Records from a dataset:
------------

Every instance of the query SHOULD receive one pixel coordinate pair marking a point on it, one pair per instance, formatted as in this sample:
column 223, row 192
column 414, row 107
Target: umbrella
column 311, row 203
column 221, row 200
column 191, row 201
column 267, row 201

------------

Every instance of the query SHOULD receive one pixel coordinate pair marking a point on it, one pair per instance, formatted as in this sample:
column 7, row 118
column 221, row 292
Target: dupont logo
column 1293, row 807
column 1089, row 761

------------

INSTRUCTION: List every line in the items above that contains the word "column".

ANSWER TO THIS PROBLEM:
column 223, row 192
column 414, row 107
column 311, row 203
column 221, row 200
column 191, row 201
column 267, row 201
column 7, row 118
column 221, row 292
column 1293, row 807
column 1089, row 761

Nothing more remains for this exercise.